**OBJECTIVE:** Restate each line word for word. Leave out every picture.

+++ EXERCISE DATA

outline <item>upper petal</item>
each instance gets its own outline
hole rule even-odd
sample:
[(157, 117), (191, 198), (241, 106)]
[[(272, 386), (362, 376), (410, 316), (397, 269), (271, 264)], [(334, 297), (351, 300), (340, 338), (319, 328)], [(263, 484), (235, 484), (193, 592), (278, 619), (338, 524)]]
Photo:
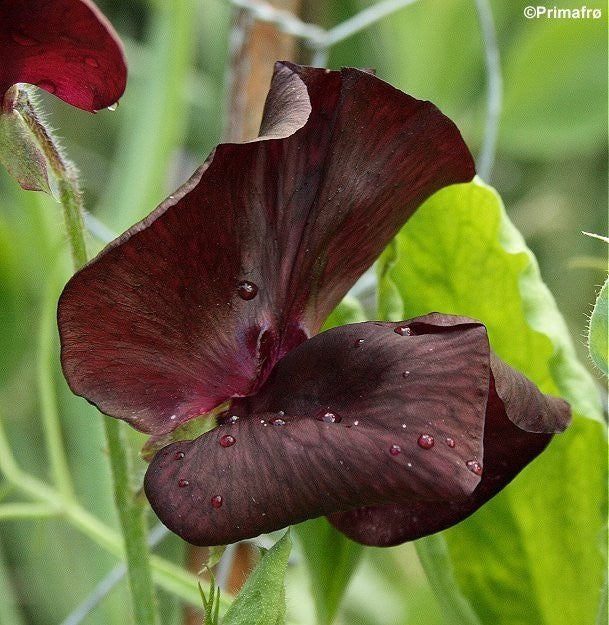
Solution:
[(332, 524), (360, 543), (390, 546), (446, 529), (494, 497), (570, 421), (567, 402), (543, 395), (494, 354), (484, 424), (482, 479), (466, 498), (372, 506), (333, 514)]
[(89, 0), (1, 0), (0, 61), (0, 97), (25, 82), (93, 112), (125, 90), (120, 41)]
[(480, 479), (467, 463), (482, 458), (489, 375), (486, 331), (471, 319), (329, 330), (287, 354), (225, 425), (158, 452), (146, 494), (168, 527), (205, 545), (355, 506), (460, 500)]
[(254, 393), (417, 206), (474, 173), (432, 104), (358, 70), (278, 64), (261, 132), (218, 146), (62, 295), (70, 386), (141, 430)]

++++++

**TASK RESULT:**
outline <item>upper petal</item>
each instance gets its own outline
hole rule even-odd
sample:
[(157, 117), (191, 198), (241, 106)]
[[(272, 386), (362, 376), (410, 316), (397, 269), (271, 264)], [(334, 297), (351, 300), (340, 338), (319, 328)], [(263, 484), (235, 484), (193, 592), (278, 619), (338, 524)]]
Photo:
Solution:
[(332, 524), (360, 543), (390, 546), (446, 529), (494, 497), (570, 421), (567, 402), (543, 395), (494, 354), (484, 424), (482, 479), (466, 498), (372, 506), (333, 514)]
[(89, 0), (1, 0), (0, 61), (0, 97), (25, 82), (93, 112), (125, 90), (120, 41)]
[(480, 479), (467, 463), (482, 458), (489, 375), (486, 331), (471, 319), (329, 330), (287, 354), (225, 425), (158, 452), (146, 494), (168, 527), (205, 545), (355, 506), (460, 500)]
[(254, 393), (417, 206), (474, 173), (432, 104), (358, 70), (278, 64), (261, 132), (218, 146), (62, 295), (70, 386), (141, 430)]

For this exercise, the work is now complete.